Given exercise: Render the data below as a numbered list, one line per item, with blank lines omitted.

Dataset excerpts:

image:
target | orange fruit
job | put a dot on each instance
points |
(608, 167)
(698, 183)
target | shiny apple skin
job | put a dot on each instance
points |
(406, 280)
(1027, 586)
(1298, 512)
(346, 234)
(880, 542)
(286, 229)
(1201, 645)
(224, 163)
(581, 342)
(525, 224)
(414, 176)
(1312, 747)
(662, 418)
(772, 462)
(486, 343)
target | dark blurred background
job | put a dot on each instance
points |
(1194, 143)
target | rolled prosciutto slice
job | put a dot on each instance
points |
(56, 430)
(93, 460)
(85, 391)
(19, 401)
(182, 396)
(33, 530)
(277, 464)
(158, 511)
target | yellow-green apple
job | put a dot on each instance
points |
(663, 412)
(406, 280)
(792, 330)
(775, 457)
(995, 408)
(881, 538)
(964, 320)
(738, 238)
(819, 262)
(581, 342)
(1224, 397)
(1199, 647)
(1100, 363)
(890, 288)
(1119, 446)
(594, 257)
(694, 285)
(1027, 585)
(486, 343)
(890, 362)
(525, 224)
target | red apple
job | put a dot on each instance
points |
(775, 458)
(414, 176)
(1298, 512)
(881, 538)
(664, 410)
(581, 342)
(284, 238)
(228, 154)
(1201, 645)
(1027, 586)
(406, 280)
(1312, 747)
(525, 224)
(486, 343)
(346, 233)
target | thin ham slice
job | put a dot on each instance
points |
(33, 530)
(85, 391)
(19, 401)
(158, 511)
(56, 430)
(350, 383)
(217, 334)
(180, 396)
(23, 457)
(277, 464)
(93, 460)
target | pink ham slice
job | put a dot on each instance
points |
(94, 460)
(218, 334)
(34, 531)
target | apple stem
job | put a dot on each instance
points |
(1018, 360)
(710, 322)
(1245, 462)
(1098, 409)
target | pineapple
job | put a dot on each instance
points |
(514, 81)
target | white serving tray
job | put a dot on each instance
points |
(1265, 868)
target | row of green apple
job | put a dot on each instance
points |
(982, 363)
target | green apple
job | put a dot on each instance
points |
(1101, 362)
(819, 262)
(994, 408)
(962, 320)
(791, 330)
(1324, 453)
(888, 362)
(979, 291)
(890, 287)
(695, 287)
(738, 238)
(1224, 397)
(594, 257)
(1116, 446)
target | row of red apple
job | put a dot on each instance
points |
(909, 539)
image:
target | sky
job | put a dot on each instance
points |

Output for this exercise:
1. image:
2. target | orange fruit
3. job | put a dot on each instance
4. points |
5. (608, 167)
6. (698, 183)
7. target | shiny apple skin
8. job | put a dot on each instance
9. points |
10. (406, 280)
11. (1027, 586)
12. (1298, 512)
13. (346, 234)
14. (880, 542)
15. (286, 229)
16. (1201, 645)
17. (224, 163)
18. (581, 342)
19. (525, 224)
20. (414, 176)
21. (1312, 747)
22. (662, 418)
23. (772, 462)
24. (486, 343)
25. target | dark blurred background
26. job | put a dot on each instance
27. points |
28. (1194, 143)
29. target | rolled prosciutto slice
30. job | put a dot on each instance
31. points |
32. (56, 430)
33. (93, 460)
34. (85, 391)
35. (19, 401)
36. (182, 396)
37. (33, 530)
38. (277, 464)
39. (158, 511)
40. target | yellow-green apple
41. job | put a dot on each instance
42. points |
43. (663, 412)
44. (406, 280)
45. (792, 330)
46. (775, 457)
47. (995, 408)
48. (881, 538)
49. (964, 320)
50. (738, 238)
51. (819, 262)
52. (581, 342)
53. (1224, 397)
54. (1199, 647)
55. (1100, 363)
56. (890, 288)
57. (1119, 446)
58. (594, 257)
59. (694, 285)
60. (1027, 585)
61. (486, 343)
62. (890, 362)
63. (525, 224)
64. target | red apple
65. job | put a dot on each instance
66. points |
67. (775, 458)
68. (414, 176)
69. (1298, 512)
70. (881, 538)
71. (664, 410)
72. (581, 342)
73. (284, 238)
74. (228, 154)
75. (1201, 645)
76. (1027, 586)
77. (406, 280)
78. (1312, 747)
79. (525, 224)
80. (486, 343)
81. (346, 233)
82. target | thin ham slice
83. job | put a dot on each instance
84. points |
85. (33, 530)
86. (85, 391)
87. (19, 401)
88. (158, 511)
89. (56, 430)
90. (350, 383)
91. (217, 334)
92. (180, 396)
93. (23, 457)
94. (277, 464)
95. (93, 460)
96. target | pink ham slice
97. job | put a dot on each instance
98. points |
99. (94, 460)
100. (218, 334)
101. (34, 531)
102. target | apple stem
103. job | put a dot on each instance
104. points |
105. (1018, 360)
106. (710, 322)
107. (1245, 462)
108. (1098, 409)
109. target | pineapple
110. job | put a dot on each instance
111. points |
112. (514, 81)
113. target | white serving tray
114. job | put a dot on each instance
115. points |
116. (1265, 868)
117. target | row of green apple
118. job | put a dot on each instance
119. points |
120. (982, 363)
121. target | green apple
122. job | put a dot on each instance
123. points |
124. (1101, 362)
125. (819, 262)
126. (994, 408)
127. (962, 320)
128. (791, 330)
129. (1324, 453)
130. (888, 362)
131. (979, 291)
132. (890, 287)
133. (695, 287)
134. (738, 238)
135. (1224, 397)
136. (594, 257)
137. (1116, 446)
138. target | row of red apple
139. job | put a dot on each instance
140. points |
141. (909, 539)
142. image:
143. target | sky
144. job | put a dot on each instance
145. points |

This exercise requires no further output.